Exercise details: Write out each of the rows below word for word, with no changes.

Material for the task:
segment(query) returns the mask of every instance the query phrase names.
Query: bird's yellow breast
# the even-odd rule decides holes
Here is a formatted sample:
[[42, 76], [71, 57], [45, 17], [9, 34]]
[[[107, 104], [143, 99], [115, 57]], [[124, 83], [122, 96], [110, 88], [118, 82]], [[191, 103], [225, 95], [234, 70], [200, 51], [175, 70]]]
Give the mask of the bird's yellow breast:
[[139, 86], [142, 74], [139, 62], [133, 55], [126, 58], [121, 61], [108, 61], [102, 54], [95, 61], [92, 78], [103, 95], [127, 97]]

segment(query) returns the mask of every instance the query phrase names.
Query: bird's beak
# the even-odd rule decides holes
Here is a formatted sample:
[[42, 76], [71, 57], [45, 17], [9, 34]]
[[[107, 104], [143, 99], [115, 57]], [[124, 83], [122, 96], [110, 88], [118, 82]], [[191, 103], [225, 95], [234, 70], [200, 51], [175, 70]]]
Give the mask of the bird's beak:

Output of the exercise:
segment(query) returns the mask of every instance the query phrase names.
Query: bird's yellow breast
# the even-odd rule decides holes
Here is a formatted sample:
[[42, 76], [71, 57], [45, 17], [9, 34]]
[[[107, 104], [143, 99], [115, 57]], [[124, 83], [122, 96], [110, 88], [118, 82]], [[191, 103], [225, 95], [234, 70], [200, 51], [175, 70]]]
Give the mask of the bird's yellow breast:
[[139, 86], [142, 74], [139, 62], [133, 55], [126, 58], [121, 61], [108, 61], [102, 54], [95, 61], [92, 78], [103, 95], [127, 97]]

segment(query) returns the mask of every instance the query phrase names.
Query: bird's beak
# the even-odd rule decides holes
Here is a formatted sample:
[[42, 76], [71, 57], [45, 17], [9, 34]]
[[[107, 104], [143, 99], [115, 57]], [[124, 83], [122, 96], [110, 88], [118, 82]], [[191, 103], [225, 95], [234, 70], [200, 51], [175, 70]]]
Give the mask of the bird's beak:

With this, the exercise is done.